= SOURCE DOCUMENT =

HERB-CRUSTED RACK OF LAMB WITH WHITE BEAN PURéE



Herb-crusted rack of lamb with white bean purée image

Show off your cooking skills with this restaurant-style cut of lamb served on a butter bean mash

Provided by Barney Desmazery

Categories     Dinner, Main course

Time 50m

Number Of Ingredients 16

50g fresh white breadcrumb or white bread, torn into small pieces
2 tbsp roughly chopped parsley
2 tbsp thyme leaf
2 tbsp rosemary leaves, picked from sprigs
zest 1 lemon
25g grated parmesan
2 tbsp olive oil , plus extra for drizzling
2 x 8-bone racks of lamb , well trimmed (see 'Try', below)
2 tbsp Dijon mustard
250g spinach leaves
400g can butter bean , drained and rinsed
1 garlic clove , chopped
6 anchovy fillets
large rosemary sprig, leaves chopped
juice ½ lemon
8 tbsp extra-virgin olive oil , the best quality you can afford

Steps:

  • Heat oven to 200C/180C fan/gas 6. Tip the breadcrumbs, herbs, zest and Parmesan into a food processor with 1 tbsp of the oil and some seasoning. Blitz until everything is finely chopped.

= BRIEF 1 =
What oven temperature does the recipe give?
The recipe has no connection to the listing that comes after it.

= RECORDED DATA =
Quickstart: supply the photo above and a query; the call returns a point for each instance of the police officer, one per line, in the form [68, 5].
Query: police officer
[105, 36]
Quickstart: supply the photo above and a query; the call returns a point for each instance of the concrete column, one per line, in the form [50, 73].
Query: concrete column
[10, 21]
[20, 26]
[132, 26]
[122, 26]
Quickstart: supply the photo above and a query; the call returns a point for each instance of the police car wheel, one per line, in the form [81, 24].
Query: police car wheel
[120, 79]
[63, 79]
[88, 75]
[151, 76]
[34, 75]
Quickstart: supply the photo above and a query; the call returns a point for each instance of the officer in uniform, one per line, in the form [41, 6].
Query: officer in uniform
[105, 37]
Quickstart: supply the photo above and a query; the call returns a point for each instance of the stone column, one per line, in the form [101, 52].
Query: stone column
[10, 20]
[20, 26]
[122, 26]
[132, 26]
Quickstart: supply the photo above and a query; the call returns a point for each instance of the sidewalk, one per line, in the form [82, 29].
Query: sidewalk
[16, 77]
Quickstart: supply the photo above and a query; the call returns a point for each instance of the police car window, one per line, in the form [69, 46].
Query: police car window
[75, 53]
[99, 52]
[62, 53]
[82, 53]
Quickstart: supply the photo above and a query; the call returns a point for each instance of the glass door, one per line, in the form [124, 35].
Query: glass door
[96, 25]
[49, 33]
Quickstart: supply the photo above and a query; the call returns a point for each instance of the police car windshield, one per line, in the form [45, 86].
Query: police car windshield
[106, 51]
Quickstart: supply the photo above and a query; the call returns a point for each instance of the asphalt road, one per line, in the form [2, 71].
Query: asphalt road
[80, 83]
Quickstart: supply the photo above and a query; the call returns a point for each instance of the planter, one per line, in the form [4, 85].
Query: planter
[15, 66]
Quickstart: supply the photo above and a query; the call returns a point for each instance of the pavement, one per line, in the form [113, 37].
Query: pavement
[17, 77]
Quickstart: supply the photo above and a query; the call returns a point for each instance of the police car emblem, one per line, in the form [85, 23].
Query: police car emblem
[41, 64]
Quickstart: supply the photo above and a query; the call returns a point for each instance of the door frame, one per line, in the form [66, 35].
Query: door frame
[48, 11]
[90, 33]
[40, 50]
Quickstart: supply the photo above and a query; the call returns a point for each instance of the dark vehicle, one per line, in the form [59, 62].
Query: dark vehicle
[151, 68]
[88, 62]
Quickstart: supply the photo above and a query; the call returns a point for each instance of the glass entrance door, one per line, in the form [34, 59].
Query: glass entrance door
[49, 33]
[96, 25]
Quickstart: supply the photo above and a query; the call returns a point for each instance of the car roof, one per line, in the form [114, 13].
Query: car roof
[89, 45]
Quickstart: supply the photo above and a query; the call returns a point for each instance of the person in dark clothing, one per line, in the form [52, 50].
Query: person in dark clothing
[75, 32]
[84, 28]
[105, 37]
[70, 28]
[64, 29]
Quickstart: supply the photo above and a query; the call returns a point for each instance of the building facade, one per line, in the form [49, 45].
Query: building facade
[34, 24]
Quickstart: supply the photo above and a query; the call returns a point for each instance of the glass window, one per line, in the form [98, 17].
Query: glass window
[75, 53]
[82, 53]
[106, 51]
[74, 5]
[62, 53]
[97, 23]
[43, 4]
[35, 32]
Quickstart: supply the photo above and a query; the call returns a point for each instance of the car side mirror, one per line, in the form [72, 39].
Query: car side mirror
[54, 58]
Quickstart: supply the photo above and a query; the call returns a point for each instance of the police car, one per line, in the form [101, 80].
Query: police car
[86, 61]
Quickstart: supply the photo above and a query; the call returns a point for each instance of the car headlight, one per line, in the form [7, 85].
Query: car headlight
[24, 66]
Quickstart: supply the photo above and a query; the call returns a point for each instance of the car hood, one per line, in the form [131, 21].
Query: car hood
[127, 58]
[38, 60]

= BRIEF 2 =
Copy everything in the listing from the line containing "form [34, 59]." down to the end of the listing, with both ends included and every line unchanged.

= EXPECTED OUTPUT 1 =
200C/180C fan/gas 6.

= EXPECTED OUTPUT 2 =
Quickstart: supply the photo above and a query; the call returns a point for each instance of the glass entrance door, one per line, in the form [34, 59].
Query: glass entrance door
[49, 33]
[96, 25]
Quickstart: supply the photo above and a query; the call returns a point for each instance of the car roof, one per line, in the form [114, 13].
Query: car roof
[89, 45]
Quickstart: supply the photo above and a query; the call returns a point for each instance of the person in dark clothing, one per line, in the form [52, 50].
Query: person in dark clothing
[75, 32]
[84, 28]
[105, 37]
[70, 28]
[64, 29]
Quickstart: supply the photo above and a query; the call returns a point for each instance of the building facade, one per line, in the form [49, 45].
Query: building facade
[34, 24]
Quickstart: supply the photo above and a query; the call returns a point for each instance of the glass window, one per line, in the form [98, 17].
Query: glass window
[75, 53]
[82, 53]
[106, 51]
[74, 5]
[62, 53]
[97, 23]
[43, 4]
[35, 32]
Quickstart: supply the photo above and a query; the call returns a point for each instance of the car side mirror, one per line, in the form [72, 39].
Query: car side mirror
[54, 58]
Quickstart: supply the photo above and a query; the call returns a point for each instance of the police car, one per line, in the form [101, 80].
Query: police car
[86, 61]
Quickstart: supply the photo above and a query; the call returns a point for each instance of the car headlight, one per line, in the form [7, 85].
Query: car headlight
[24, 66]
Quickstart: supply the photo above and a query; the call returns a point for each instance of the car hood, one per line, in the form [131, 21].
Query: car hood
[127, 58]
[38, 60]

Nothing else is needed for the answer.